Excerpted records -
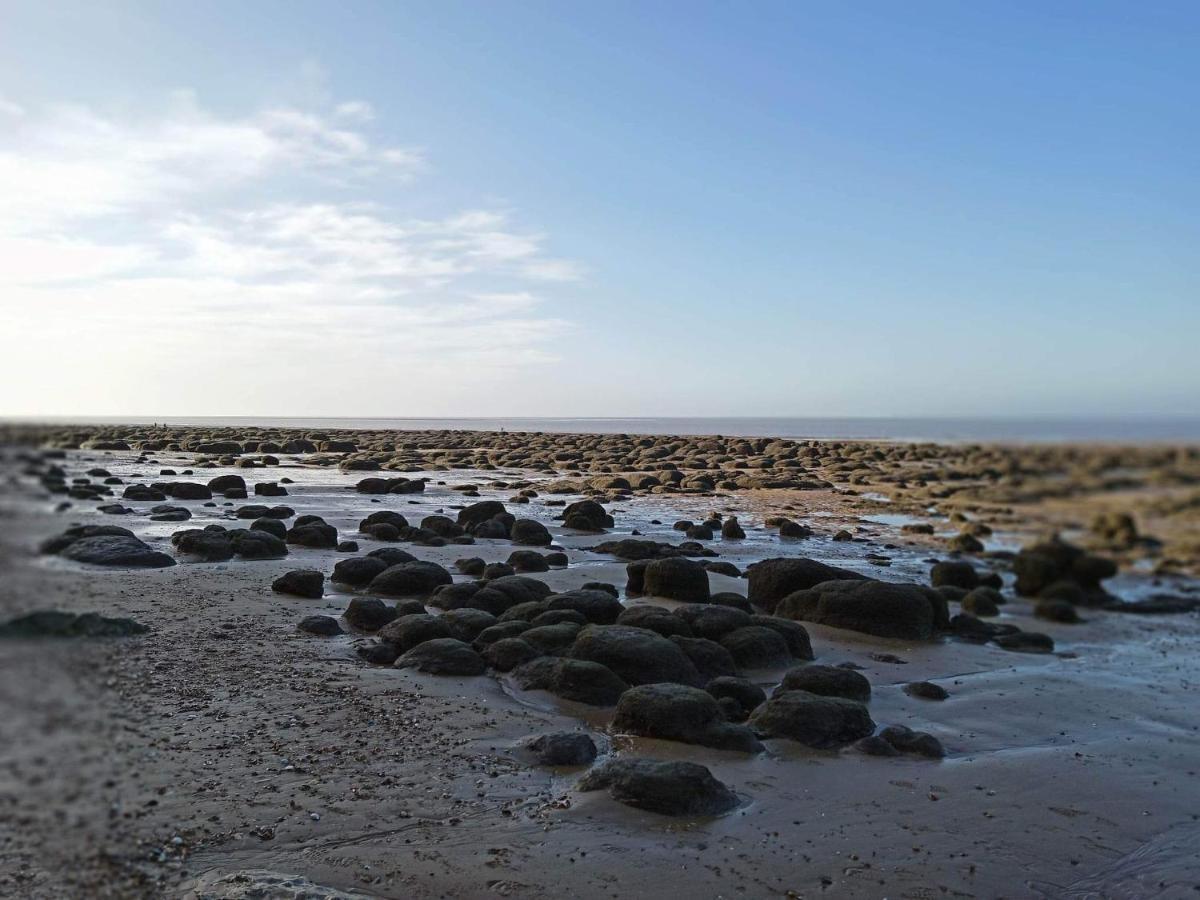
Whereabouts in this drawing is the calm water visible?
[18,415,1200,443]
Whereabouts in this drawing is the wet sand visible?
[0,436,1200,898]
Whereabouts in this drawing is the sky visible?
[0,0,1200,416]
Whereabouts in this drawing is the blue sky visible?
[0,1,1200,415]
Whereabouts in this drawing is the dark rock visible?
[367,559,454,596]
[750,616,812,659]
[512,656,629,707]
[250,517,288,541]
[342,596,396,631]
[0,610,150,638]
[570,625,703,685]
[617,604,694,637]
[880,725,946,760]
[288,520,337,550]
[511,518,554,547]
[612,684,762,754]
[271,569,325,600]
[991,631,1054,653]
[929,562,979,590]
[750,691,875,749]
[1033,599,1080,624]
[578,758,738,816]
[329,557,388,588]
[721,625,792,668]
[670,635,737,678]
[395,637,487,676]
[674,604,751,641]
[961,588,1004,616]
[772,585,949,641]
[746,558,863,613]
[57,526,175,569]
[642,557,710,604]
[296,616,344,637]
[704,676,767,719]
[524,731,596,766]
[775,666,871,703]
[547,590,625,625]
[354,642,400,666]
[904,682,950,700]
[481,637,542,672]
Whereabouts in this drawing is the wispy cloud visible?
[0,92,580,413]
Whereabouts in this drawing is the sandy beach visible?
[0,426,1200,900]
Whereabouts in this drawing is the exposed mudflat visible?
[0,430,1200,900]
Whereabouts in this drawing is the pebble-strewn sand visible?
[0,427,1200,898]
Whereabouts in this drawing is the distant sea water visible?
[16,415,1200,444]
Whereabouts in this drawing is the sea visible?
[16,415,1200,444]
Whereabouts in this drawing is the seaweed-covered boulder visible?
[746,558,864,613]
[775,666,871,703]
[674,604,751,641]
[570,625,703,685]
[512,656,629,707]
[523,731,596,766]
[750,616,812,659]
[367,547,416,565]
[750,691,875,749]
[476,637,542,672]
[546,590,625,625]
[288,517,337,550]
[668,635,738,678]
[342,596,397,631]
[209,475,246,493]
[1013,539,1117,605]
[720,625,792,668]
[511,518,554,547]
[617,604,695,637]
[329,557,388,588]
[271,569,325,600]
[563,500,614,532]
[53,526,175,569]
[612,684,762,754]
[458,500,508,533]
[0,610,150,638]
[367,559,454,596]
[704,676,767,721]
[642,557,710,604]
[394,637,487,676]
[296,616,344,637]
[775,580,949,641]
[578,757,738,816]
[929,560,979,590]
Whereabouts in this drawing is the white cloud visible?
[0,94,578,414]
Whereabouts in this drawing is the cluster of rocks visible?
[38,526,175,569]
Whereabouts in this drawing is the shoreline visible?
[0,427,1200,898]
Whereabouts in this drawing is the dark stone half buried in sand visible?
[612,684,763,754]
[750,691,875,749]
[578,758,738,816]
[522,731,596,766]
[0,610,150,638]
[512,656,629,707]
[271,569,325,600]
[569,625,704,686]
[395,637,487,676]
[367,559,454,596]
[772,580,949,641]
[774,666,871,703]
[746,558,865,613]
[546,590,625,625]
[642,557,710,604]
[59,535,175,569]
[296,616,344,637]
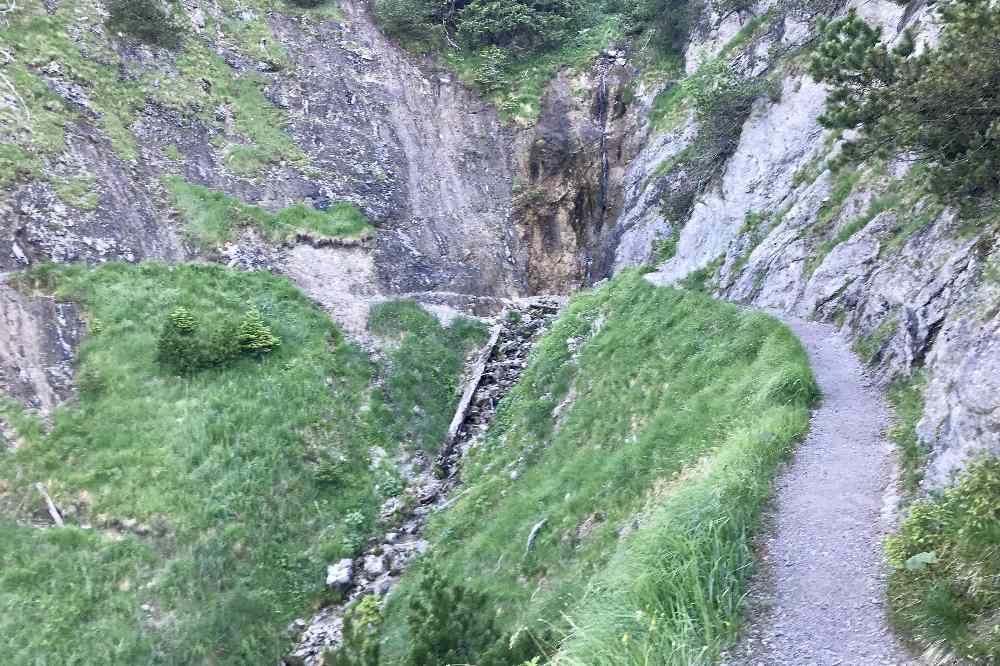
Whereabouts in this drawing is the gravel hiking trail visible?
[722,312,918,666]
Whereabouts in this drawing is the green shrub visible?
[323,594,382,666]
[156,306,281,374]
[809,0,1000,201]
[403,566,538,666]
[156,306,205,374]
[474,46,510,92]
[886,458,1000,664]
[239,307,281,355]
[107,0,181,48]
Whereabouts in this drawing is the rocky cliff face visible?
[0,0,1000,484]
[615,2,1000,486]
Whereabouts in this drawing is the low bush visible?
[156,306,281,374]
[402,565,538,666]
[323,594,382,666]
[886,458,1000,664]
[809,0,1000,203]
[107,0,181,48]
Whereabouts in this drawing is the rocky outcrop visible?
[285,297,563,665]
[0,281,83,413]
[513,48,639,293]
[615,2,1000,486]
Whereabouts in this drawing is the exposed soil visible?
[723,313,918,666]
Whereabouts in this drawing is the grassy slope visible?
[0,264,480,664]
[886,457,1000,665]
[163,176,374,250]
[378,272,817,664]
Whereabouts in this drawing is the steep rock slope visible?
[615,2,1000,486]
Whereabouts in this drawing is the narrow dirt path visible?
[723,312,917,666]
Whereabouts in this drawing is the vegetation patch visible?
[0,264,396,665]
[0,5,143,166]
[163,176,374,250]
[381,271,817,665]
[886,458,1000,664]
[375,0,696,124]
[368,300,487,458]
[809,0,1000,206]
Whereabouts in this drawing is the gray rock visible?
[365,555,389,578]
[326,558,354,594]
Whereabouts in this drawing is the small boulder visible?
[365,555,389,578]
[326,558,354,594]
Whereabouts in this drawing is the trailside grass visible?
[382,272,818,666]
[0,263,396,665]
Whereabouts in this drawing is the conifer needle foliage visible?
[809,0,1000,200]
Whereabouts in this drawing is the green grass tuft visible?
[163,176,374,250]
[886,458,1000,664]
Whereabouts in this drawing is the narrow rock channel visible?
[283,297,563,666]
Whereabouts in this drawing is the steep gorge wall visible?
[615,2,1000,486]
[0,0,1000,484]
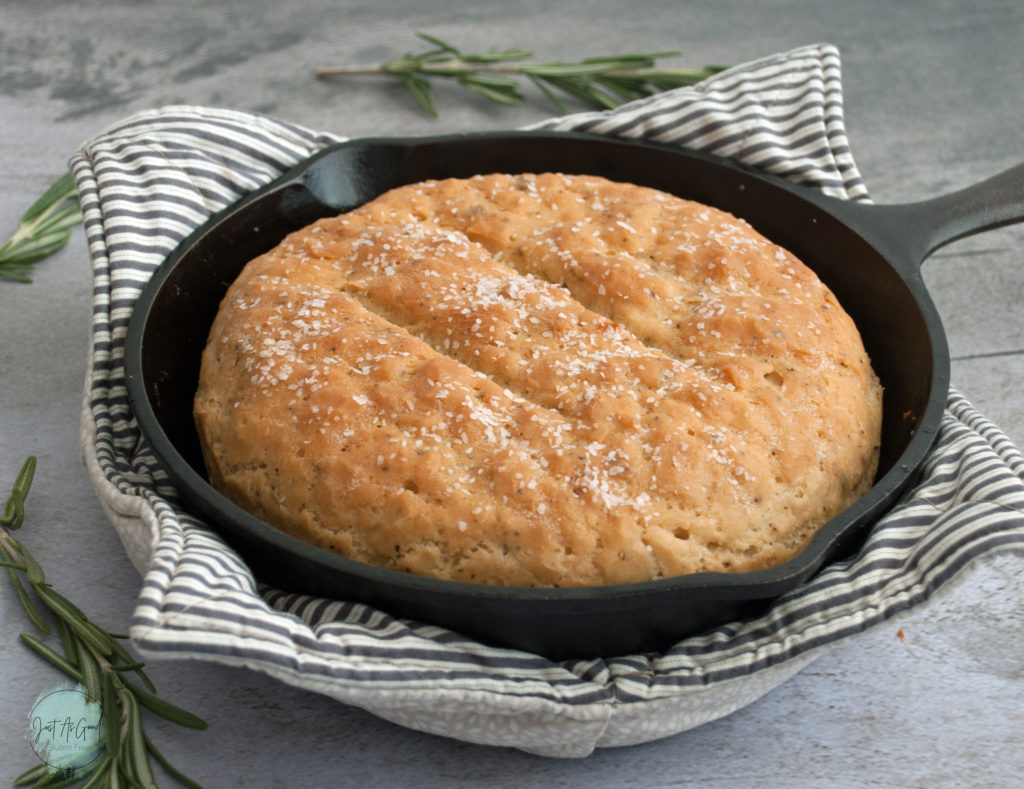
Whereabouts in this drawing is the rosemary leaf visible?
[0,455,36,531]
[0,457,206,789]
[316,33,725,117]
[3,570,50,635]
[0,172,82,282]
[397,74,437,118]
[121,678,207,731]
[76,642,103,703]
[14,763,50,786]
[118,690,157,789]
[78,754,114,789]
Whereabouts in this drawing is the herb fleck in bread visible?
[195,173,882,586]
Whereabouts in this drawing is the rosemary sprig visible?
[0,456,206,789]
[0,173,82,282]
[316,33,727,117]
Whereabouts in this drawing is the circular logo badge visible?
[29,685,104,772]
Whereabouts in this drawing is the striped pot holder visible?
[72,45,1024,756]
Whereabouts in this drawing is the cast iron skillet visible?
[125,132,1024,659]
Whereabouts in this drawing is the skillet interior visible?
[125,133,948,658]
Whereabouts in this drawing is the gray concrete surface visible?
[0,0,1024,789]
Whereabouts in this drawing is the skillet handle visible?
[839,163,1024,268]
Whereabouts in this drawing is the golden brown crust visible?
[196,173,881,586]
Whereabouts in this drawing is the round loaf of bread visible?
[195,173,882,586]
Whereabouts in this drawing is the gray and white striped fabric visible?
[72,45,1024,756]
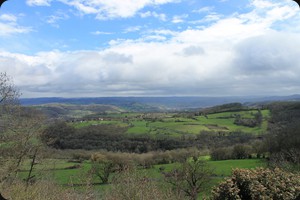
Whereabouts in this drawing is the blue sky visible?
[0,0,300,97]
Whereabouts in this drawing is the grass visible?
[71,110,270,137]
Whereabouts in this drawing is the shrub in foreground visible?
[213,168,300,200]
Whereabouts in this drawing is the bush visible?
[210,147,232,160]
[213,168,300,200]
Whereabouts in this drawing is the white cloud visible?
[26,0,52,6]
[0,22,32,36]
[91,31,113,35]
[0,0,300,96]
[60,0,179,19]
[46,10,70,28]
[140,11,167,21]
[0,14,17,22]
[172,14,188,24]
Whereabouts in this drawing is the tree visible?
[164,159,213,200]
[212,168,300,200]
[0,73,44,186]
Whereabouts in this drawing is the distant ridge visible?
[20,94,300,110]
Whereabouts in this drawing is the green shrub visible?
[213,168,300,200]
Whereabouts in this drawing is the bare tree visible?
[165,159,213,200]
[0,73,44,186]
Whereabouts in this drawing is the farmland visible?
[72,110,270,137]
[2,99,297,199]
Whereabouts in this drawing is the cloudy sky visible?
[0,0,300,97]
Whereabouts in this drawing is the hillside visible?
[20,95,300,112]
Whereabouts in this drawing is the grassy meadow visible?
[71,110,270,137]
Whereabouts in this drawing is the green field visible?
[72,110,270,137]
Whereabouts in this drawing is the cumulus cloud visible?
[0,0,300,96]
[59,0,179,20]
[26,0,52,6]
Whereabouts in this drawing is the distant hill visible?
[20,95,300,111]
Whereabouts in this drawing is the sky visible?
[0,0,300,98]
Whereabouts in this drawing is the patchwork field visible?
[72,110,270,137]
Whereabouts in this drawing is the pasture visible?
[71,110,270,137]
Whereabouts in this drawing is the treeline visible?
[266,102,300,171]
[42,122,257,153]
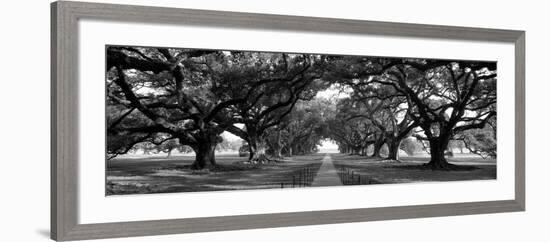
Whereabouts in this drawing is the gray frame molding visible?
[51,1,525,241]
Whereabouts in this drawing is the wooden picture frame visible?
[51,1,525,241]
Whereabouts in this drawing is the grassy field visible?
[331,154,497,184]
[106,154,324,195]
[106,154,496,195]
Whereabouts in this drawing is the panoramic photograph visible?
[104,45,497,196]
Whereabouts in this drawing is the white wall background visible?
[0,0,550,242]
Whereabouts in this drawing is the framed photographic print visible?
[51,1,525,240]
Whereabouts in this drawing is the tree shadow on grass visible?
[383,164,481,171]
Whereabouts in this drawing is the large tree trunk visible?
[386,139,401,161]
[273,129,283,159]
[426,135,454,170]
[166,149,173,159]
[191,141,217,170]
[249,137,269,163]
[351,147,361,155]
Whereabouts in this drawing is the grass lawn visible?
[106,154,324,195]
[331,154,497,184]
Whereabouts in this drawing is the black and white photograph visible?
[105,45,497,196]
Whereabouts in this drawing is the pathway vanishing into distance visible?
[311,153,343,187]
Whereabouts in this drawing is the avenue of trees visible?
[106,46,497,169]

Exercise objective -
Copy out, word for word, everything from the line containing "Whereabouts in this drawing is the wooden" down to the line containing "[0,0,550,242]", both lines included.

Exercise solution -
Whereabouts in this drawing is the wooden picture frame visible?
[51,1,525,241]
Whereabouts in this drawing is the grassy field visible?
[331,154,497,184]
[106,154,324,195]
[106,154,496,195]
Whereabouts in this drawing is the panoramic photograph visible?
[104,45,497,196]
Whereabouts in this drawing is the white wall background visible?
[0,0,550,242]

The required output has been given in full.